(Task statement): Every line in the records below with the string "pink" needs to be copied out.

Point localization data
"""

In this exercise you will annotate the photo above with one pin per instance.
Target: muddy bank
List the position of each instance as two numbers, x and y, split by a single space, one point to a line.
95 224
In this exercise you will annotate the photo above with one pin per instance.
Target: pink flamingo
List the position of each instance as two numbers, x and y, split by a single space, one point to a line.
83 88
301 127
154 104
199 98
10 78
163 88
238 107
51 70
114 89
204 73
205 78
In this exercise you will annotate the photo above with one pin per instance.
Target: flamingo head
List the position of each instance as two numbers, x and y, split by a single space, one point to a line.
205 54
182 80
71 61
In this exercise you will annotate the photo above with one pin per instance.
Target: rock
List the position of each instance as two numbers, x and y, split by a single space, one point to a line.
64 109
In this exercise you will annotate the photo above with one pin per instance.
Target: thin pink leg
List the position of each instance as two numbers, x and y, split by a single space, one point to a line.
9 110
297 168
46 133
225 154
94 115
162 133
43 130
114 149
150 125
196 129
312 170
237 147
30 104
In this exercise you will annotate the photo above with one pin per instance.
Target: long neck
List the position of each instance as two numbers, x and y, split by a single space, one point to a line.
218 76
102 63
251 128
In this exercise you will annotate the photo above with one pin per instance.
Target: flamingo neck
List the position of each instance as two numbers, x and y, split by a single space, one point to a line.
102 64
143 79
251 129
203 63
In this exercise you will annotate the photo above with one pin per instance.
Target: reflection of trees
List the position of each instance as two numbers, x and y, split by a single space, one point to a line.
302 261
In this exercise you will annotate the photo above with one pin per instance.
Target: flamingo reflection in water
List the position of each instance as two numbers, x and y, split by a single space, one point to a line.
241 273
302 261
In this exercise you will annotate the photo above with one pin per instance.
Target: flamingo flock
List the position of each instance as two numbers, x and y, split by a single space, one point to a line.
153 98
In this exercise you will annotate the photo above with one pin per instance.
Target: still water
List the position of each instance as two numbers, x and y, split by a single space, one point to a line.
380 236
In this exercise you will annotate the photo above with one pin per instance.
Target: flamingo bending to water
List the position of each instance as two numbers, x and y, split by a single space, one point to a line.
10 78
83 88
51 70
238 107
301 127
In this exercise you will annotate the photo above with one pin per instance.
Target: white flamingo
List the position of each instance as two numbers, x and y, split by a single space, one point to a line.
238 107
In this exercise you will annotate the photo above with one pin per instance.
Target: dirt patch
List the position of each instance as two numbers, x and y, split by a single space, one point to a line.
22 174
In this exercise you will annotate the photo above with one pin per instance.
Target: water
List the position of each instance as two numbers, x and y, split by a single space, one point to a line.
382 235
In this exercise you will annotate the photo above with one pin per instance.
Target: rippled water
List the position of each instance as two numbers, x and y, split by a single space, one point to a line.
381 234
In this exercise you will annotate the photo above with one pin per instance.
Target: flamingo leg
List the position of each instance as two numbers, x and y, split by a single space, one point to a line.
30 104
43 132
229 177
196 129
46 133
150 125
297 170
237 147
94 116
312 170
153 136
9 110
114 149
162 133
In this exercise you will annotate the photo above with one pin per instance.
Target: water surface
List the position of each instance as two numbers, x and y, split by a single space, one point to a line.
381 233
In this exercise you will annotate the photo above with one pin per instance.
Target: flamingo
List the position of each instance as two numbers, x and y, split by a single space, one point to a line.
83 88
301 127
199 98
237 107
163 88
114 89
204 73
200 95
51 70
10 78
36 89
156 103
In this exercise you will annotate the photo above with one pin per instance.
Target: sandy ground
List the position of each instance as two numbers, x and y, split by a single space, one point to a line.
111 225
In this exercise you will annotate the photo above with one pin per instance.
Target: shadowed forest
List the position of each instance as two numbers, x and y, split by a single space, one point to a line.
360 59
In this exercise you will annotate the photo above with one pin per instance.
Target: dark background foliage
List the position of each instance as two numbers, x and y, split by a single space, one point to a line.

"""

(Answer):
Target: pink flamingo
Target: thin pink leg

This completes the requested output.